Required work: Scan the records below, and wherever a line has the word "lion", pull it out.

Dataset extract:
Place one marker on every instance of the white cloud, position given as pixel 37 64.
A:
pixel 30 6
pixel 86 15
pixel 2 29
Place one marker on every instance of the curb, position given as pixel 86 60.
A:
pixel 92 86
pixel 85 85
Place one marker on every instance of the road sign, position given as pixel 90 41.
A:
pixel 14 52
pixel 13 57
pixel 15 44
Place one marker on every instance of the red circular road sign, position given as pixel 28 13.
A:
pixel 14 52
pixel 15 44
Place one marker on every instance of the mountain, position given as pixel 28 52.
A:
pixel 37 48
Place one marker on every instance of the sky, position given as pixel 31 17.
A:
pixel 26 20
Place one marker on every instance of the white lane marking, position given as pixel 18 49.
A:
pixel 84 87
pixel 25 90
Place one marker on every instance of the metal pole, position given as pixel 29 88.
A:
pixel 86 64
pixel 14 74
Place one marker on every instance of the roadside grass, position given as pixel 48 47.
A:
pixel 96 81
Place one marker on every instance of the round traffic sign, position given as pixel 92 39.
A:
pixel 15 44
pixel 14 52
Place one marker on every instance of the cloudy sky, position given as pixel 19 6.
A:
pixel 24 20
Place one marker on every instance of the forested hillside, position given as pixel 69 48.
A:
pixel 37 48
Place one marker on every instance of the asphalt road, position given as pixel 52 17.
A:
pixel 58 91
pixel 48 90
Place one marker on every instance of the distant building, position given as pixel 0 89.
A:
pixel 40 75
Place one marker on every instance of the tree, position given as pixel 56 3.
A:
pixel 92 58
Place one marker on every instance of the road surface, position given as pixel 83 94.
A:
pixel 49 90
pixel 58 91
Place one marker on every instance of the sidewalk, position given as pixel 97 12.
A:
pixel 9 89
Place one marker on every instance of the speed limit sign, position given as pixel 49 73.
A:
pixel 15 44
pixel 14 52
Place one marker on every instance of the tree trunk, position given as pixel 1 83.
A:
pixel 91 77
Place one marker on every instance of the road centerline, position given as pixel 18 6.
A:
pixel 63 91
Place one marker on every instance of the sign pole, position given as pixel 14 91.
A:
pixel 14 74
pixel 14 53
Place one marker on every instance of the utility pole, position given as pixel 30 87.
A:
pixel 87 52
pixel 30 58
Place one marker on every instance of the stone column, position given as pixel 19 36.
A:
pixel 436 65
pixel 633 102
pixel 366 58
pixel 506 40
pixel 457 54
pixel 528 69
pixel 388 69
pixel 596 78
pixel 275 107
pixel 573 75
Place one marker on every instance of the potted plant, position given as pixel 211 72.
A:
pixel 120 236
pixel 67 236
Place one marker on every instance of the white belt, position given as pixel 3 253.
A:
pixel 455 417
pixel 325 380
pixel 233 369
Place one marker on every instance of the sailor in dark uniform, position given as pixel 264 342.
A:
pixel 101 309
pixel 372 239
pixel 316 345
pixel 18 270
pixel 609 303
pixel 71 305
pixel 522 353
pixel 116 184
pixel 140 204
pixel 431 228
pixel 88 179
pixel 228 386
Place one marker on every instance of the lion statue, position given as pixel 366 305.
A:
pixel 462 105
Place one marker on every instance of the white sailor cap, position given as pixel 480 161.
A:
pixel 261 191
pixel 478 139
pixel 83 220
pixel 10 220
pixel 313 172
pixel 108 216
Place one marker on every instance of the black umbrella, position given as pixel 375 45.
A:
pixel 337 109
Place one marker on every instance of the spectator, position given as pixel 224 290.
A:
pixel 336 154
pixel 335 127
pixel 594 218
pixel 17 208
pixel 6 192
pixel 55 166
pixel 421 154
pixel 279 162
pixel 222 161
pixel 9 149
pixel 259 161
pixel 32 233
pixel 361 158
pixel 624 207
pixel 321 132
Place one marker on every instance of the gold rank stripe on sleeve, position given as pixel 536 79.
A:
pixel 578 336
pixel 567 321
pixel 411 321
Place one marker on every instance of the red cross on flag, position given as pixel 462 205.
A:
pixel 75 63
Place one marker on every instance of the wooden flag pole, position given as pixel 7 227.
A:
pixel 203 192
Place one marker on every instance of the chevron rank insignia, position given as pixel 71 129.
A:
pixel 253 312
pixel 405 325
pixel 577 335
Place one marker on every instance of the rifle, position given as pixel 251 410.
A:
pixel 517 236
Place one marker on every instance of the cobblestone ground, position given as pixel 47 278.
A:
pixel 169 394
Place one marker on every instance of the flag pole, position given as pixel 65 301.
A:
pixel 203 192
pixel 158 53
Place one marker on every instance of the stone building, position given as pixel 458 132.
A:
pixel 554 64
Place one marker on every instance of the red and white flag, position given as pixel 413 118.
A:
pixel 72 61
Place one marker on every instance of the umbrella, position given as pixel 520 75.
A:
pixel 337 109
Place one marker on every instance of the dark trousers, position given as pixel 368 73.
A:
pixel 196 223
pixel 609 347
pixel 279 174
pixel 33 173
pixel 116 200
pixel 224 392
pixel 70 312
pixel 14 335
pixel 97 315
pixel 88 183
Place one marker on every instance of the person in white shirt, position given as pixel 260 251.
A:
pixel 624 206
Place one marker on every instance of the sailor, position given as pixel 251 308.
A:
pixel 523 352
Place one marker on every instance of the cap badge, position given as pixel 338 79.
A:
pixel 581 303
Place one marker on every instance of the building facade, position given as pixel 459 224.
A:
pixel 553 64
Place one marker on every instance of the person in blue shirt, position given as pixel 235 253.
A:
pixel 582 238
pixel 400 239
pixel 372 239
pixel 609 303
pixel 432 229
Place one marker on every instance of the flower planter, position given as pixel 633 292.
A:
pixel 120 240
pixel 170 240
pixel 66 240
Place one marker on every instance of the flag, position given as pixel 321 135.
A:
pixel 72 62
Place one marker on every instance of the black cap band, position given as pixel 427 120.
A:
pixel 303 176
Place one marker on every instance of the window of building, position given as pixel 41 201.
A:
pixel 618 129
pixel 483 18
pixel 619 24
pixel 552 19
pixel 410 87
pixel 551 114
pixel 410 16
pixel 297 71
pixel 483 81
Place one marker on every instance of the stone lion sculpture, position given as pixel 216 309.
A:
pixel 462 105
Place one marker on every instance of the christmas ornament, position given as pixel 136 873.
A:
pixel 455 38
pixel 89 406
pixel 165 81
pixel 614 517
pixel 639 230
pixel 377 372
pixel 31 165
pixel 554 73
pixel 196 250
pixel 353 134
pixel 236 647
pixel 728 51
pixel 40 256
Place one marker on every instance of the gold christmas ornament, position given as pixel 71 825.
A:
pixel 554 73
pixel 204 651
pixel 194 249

Reply to the exercise:
Place one marker on every instance of the lion statue, position given as pixel 366 305.
Place one marker on every instance of the stone lion sculpture, position given as pixel 216 309.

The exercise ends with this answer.